STATED GOAL:
Leave out the images and repeat the listing below without a single change.

-- start of RECORDS TO PROCESS --

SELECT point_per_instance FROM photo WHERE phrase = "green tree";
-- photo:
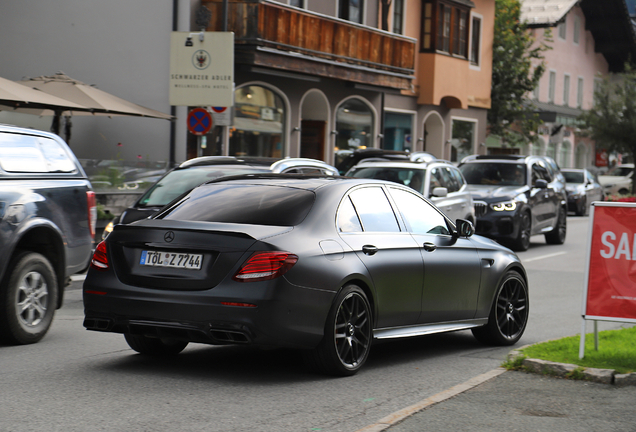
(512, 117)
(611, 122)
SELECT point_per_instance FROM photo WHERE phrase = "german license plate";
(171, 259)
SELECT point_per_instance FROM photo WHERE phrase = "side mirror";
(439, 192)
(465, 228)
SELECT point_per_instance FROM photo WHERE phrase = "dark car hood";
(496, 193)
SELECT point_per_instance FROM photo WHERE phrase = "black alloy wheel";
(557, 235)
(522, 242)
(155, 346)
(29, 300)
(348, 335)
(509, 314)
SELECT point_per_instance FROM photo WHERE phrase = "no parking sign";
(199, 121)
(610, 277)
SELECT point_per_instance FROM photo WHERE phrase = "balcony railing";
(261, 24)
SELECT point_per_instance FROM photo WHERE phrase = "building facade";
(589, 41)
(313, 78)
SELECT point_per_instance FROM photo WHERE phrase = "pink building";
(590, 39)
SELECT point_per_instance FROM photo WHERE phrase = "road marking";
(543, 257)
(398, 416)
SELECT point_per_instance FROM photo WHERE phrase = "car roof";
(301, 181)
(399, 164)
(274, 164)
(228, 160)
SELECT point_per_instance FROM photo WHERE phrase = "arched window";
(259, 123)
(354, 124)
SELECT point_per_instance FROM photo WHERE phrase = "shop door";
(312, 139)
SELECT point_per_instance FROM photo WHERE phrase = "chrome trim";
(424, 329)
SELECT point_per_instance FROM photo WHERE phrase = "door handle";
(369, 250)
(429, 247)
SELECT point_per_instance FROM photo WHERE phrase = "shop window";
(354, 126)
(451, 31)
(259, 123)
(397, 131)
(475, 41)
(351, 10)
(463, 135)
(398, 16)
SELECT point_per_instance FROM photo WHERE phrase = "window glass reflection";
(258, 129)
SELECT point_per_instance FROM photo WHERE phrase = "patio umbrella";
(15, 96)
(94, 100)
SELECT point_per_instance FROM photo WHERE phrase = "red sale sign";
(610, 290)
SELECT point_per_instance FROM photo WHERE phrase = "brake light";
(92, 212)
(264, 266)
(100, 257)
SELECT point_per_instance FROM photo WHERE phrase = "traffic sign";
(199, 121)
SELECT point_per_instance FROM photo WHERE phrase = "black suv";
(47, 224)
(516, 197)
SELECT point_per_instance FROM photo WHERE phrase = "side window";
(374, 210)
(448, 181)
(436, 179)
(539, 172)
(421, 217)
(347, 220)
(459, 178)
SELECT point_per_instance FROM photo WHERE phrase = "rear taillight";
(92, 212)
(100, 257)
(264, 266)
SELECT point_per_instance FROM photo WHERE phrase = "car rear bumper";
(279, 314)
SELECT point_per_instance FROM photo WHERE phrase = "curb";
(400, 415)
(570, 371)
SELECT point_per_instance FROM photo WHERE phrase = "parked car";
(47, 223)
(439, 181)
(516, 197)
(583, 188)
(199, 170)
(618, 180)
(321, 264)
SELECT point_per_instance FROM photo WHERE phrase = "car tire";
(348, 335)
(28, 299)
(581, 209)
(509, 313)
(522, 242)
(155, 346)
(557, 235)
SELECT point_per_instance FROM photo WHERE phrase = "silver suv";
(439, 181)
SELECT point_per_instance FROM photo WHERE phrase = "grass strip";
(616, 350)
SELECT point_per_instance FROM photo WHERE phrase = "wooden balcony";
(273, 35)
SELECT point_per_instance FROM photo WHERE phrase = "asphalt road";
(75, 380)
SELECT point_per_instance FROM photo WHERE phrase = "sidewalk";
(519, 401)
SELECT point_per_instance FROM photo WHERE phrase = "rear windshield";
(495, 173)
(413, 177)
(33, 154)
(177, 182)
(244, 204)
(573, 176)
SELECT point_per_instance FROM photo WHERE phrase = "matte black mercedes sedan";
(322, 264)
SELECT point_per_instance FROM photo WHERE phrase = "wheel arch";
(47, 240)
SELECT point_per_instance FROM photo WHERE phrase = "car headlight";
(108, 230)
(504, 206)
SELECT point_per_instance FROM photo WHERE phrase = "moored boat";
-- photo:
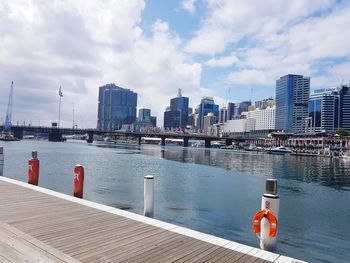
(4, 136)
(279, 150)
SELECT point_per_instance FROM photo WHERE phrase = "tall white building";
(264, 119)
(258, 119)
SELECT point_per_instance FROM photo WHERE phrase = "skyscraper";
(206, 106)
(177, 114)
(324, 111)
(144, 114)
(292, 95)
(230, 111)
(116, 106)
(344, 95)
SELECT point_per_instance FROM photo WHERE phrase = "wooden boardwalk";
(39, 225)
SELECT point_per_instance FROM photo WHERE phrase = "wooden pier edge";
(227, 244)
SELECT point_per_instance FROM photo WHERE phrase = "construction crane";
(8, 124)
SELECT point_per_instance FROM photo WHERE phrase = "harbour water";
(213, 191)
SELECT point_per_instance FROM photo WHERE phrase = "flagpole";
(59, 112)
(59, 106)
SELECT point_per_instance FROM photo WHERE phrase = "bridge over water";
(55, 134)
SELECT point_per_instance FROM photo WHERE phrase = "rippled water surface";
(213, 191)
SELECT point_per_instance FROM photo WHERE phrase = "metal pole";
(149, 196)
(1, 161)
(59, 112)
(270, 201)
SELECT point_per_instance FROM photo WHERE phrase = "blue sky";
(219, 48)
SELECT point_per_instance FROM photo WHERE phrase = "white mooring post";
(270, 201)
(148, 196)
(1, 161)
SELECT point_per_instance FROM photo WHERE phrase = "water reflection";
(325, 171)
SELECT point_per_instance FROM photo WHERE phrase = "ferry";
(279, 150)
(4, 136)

-- end of RECORDS TO PROCESS --

EXERCISE RESULT:
SELECT point_per_instance FROM photo WHERE phrase = "green tree";
-- photo:
(512, 117)
(611, 122)
SELECT point_per_instance FROM photo WHERE phrase = "german license plate";
(171, 259)
SELECT point_per_instance FROM photo WHERE phrase = "side mirror";
(439, 192)
(465, 228)
SELECT point_per_instance FROM photo WHERE phrase = "dark car hood";
(496, 193)
SELECT point_per_instance FROM photo WHERE phrase = "black alloy wheel";
(557, 235)
(522, 242)
(155, 346)
(29, 300)
(348, 335)
(509, 314)
SELECT point_per_instance FROM photo WHERE phrase = "no parking sign";
(199, 121)
(610, 277)
SELECT point_per_instance FROM photo WHERE phrase = "balcony railing";
(261, 24)
SELECT point_per_instance FROM photo WHERE phrase = "building facade";
(589, 41)
(313, 78)
SELECT point_per_instance FROM photo WHERE phrase = "pink building";
(590, 39)
SELECT point_per_instance FROM photo WHERE phrase = "road marking";
(543, 257)
(398, 416)
SELECT point_per_instance FROM photo WHERE phrase = "car roof";
(301, 181)
(399, 164)
(274, 164)
(228, 160)
SELECT point_per_instance FROM photo WHERE phrase = "arched window";
(259, 123)
(354, 124)
SELECT point_per_instance FROM photo WHERE phrase = "shop door";
(312, 139)
SELECT point_per_instance FROM photo WHERE phrase = "chrome trim";
(424, 329)
SELECT point_per_instance FROM photo WHERE phrase = "door handle";
(369, 250)
(429, 247)
SELECT point_per_instance FROM photo WHERE phrase = "shop window";
(354, 126)
(451, 31)
(259, 123)
(397, 131)
(475, 41)
(351, 10)
(463, 135)
(398, 16)
SELECT point_per_instance FROM photo WHERE phrase = "window glass reflection";
(258, 129)
SELECT point_per_instance FROM photo WHERE phrase = "patio umbrella";
(15, 96)
(94, 100)
SELECT point_per_instance FROM photo WHERE phrase = "red sale sign";
(610, 290)
SELECT point_per_instance FROM photo WHERE phrase = "brake light";
(92, 212)
(264, 266)
(100, 257)
SELECT point_per_instance FROM photo WHERE phrase = "traffic sign";
(199, 121)
SELECT point_per_instance FROM photo WHERE phrase = "black suv";
(47, 224)
(516, 197)
SELECT point_per_instance FROM photo WHERE phrase = "side window";
(374, 210)
(448, 181)
(436, 179)
(539, 172)
(421, 217)
(347, 220)
(459, 178)
SELECT point_per_instance FROM photo WHERE phrase = "rear taillight";
(92, 212)
(100, 257)
(264, 266)
SELECT point_per_instance FROM photo WHERE phrase = "car rear bumper";
(279, 314)
SELECT point_per_instance FROM photo WHERE phrase = "curb";
(400, 415)
(570, 371)
SELECT point_per_instance FROM photo WHERE phrase = "parked car";
(47, 223)
(439, 181)
(516, 197)
(583, 188)
(199, 170)
(618, 180)
(321, 264)
SELECT point_per_instance FROM photo WHERE phrase = "car tire";
(348, 335)
(28, 299)
(581, 209)
(509, 313)
(522, 242)
(155, 346)
(557, 235)
SELECT point_per_instance FROM photo WHERE phrase = "silver suv";
(439, 181)
SELECT point_per_instance FROM photo WHERE phrase = "grass strip";
(616, 350)
SELECT point_per_instance FROM photo WHERE phrase = "wooden balcony";
(273, 35)
SELECT point_per_instance FROM photo WHERE phrase = "asphalt road";
(75, 380)
SELECT point_per_instance FROM photo WHERE phrase = "sidewalk";
(519, 401)
SELECT point_per_instance FROM photo WHERE phrase = "rear windshield";
(495, 173)
(413, 177)
(33, 154)
(177, 182)
(244, 204)
(573, 176)
SELECT point_per_instance FROM photo WHERE phrase = "matte black mercedes sedan";
(322, 264)
SELECT point_per_instance FROM photo WHERE phrase = "wheel arch";
(47, 240)
SELECT point_per_instance FROM photo WHERE phrase = "car headlight";
(108, 230)
(504, 206)
SELECT point_per_instance FROM photo WHERE phrase = "moored boat";
-- photo:
(4, 136)
(279, 150)
SELECT point_per_instance FROM photo WHERE phrase = "tall white building";
(264, 119)
(258, 119)
SELECT point_per_instance FROM photo WHERE phrase = "skyscraper";
(206, 106)
(177, 114)
(324, 111)
(144, 114)
(292, 95)
(230, 111)
(116, 106)
(344, 95)
SELECT point_per_instance FROM photo WHERE phrase = "wooden boardwalk";
(39, 225)
SELECT point_per_instance FROM photo WHERE phrase = "wooden pier edge";
(227, 244)
SELECT point_per_instance FROM photo WHERE phrase = "construction crane";
(8, 124)
SELECT point_per_instance FROM photo WHERE phrase = "harbour water";
(213, 191)
SELECT point_per_instance FROM photo WHERE phrase = "flagpole";
(59, 112)
(59, 106)
SELECT point_per_instance FROM photo WHERE phrase = "bridge over water";
(55, 134)
SELECT point_per_instance FROM photo WHERE phrase = "rippled water surface";
(213, 191)
SELECT point_per_instance FROM photo WHERE phrase = "metal pole";
(149, 196)
(1, 161)
(59, 112)
(270, 201)
SELECT point_per_instance FROM photo WHERE phrase = "blue sky";
(219, 48)
SELECT point_per_instance FROM photo WHERE phrase = "white mooring post";
(270, 201)
(148, 196)
(1, 161)
SELECT point_per_instance FROM photo WHERE phrase = "water reflection";
(325, 171)
SELECT point_per_instance FROM photo WHERE phrase = "ferry";
(279, 150)
(4, 136)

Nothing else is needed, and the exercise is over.